Exercise objective:
Please repeat the material verbatim, from its first line down through the line containing "[46,83,132,149]", and stop there.

-- START OF Input records --

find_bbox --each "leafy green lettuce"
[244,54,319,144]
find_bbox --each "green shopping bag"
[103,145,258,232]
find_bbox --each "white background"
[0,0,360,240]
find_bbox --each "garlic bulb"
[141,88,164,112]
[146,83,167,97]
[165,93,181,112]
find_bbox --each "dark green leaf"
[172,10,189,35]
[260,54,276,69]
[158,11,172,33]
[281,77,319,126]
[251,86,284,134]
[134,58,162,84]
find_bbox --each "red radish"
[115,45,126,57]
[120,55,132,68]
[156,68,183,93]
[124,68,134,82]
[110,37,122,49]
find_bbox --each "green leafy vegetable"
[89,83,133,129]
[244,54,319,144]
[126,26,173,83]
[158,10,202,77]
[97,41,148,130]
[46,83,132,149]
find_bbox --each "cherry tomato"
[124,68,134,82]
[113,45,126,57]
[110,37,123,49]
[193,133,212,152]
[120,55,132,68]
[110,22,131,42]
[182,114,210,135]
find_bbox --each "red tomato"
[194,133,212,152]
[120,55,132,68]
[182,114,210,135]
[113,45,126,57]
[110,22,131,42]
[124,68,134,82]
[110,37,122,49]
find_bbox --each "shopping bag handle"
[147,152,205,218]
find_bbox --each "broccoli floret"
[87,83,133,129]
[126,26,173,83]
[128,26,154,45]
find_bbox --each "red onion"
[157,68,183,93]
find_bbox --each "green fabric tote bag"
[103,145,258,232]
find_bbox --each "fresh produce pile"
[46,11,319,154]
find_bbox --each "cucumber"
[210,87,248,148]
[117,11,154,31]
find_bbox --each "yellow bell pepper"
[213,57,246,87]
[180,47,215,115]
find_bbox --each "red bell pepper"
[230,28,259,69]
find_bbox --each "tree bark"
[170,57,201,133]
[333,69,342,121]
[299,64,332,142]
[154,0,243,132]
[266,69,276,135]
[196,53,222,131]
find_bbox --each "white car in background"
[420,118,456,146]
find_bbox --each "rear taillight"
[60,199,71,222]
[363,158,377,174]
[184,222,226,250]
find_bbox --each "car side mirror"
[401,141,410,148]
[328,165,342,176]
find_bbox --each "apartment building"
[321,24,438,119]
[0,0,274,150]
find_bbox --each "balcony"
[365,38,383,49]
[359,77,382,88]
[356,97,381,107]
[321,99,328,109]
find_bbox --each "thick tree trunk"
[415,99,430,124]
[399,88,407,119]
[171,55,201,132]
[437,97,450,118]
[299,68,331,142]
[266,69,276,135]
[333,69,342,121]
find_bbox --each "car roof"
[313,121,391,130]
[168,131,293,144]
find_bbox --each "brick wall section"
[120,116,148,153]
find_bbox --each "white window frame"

-- END OF Input records --

Response to this task:
find_bbox --each "leafy green lettuce"
[244,54,319,144]
find_bbox --each "green shopping bag"
[103,145,258,232]
find_bbox --each "white background"
[0,0,360,240]
find_bbox --each "garlic bulb"
[141,88,164,112]
[146,83,167,97]
[165,93,181,112]
find_bbox --each "dark green leaf"
[172,10,189,35]
[260,54,276,69]
[158,11,172,33]
[281,77,319,126]
[251,86,284,134]
[134,58,162,84]
find_bbox --each "red radish"
[115,45,126,57]
[120,55,132,68]
[156,68,183,93]
[124,68,134,82]
[110,37,122,49]
find_bbox --each "green leafy vegetable"
[89,83,133,129]
[244,54,319,144]
[126,26,173,83]
[158,10,202,77]
[97,41,148,130]
[46,83,132,149]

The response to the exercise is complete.